◆ **EXERCISE**
Please keep pictures out of the copy, and print exactly the lines from the one containing "find the cumulus" through the end of the records.

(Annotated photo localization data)
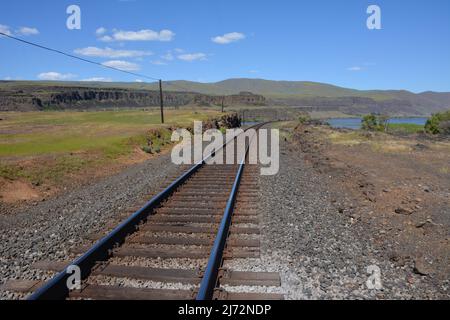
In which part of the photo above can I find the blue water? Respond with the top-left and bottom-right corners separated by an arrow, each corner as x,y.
327,117 -> 428,130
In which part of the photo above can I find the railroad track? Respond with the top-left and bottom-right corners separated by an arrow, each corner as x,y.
3,123 -> 283,300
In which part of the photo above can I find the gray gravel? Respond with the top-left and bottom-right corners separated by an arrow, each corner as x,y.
0,153 -> 181,299
2,135 -> 448,300
257,140 -> 449,300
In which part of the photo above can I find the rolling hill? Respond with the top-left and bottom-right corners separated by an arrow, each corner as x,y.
1,79 -> 449,115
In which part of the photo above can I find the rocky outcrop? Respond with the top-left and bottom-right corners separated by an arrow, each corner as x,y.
194,92 -> 266,106
0,86 -> 197,111
0,85 -> 265,112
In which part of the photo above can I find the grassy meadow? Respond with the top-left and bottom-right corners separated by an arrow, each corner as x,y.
0,108 -> 219,188
387,123 -> 424,134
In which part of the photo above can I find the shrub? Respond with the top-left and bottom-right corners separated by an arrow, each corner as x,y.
425,110 -> 450,135
141,146 -> 153,154
361,114 -> 388,132
439,121 -> 450,135
298,115 -> 311,124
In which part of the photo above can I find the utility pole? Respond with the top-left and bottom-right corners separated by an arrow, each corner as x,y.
159,79 -> 165,124
221,96 -> 225,113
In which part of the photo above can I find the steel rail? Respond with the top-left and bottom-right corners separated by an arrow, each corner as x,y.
27,123 -> 262,300
196,126 -> 261,300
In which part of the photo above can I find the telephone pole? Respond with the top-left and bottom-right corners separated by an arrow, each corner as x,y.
221,96 -> 225,113
159,79 -> 165,124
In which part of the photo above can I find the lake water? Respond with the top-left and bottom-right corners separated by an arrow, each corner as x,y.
327,117 -> 428,130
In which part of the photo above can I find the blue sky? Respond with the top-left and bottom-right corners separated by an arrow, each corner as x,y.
0,0 -> 449,92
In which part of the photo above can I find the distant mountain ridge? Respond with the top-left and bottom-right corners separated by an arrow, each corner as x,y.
1,79 -> 449,115
164,79 -> 450,115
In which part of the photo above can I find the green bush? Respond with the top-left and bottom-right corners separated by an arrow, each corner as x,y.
298,115 -> 311,124
141,146 -> 153,154
425,110 -> 450,135
361,114 -> 388,132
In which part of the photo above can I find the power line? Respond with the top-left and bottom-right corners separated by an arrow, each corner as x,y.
0,32 -> 161,82
0,32 -> 204,93
1,31 -> 169,123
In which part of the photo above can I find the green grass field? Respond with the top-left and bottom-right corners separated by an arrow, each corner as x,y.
0,109 -> 219,186
387,123 -> 424,134
0,109 -> 218,156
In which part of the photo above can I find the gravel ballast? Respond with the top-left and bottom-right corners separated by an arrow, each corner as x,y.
1,134 -> 448,300
257,140 -> 449,300
0,153 -> 181,299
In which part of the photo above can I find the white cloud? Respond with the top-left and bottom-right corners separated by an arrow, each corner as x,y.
37,72 -> 76,81
1,25 -> 40,37
161,52 -> 174,61
0,24 -> 12,36
96,27 -> 107,36
177,53 -> 207,62
135,79 -> 143,83
106,29 -> 175,42
17,27 -> 39,36
74,47 -> 152,58
212,32 -> 245,44
81,77 -> 113,82
102,60 -> 140,71
347,66 -> 363,72
151,60 -> 168,66
99,35 -> 114,42
249,70 -> 259,74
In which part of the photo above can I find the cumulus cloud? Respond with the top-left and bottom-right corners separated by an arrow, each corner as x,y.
151,60 -> 168,66
0,24 -> 12,36
96,27 -> 107,36
177,53 -> 207,62
100,29 -> 175,42
0,25 -> 40,37
81,77 -> 113,82
99,35 -> 113,42
161,52 -> 174,61
212,32 -> 245,44
74,47 -> 152,58
102,60 -> 140,71
17,27 -> 39,36
37,72 -> 75,81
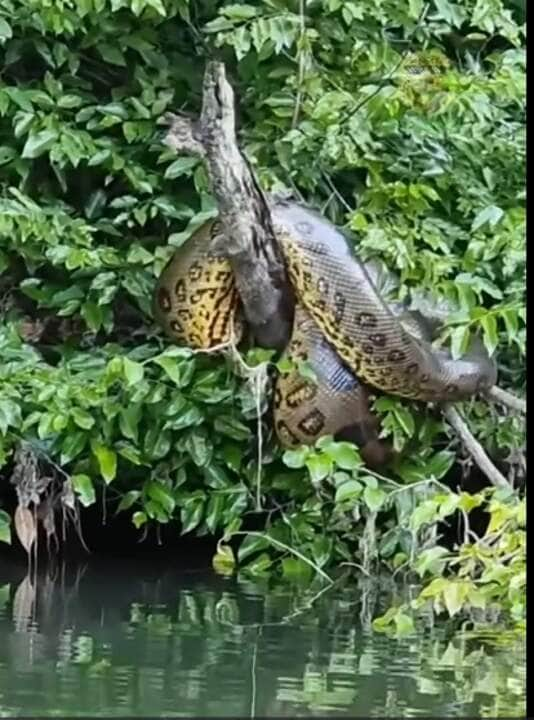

◆ **ANSWER BOX**
In which part of the photo above can I find the cumulus cloud? Respond with the top-left and bottom-right corners separated by an arrow, each corner as x,y.
151,60 -> 168,66
0,24 -> 12,36
96,27 -> 107,36
177,53 -> 207,62
100,29 -> 175,42
0,25 -> 40,37
81,77 -> 113,82
99,35 -> 113,42
161,52 -> 174,61
212,32 -> 245,44
74,47 -> 152,58
102,60 -> 140,71
17,27 -> 39,36
37,72 -> 75,81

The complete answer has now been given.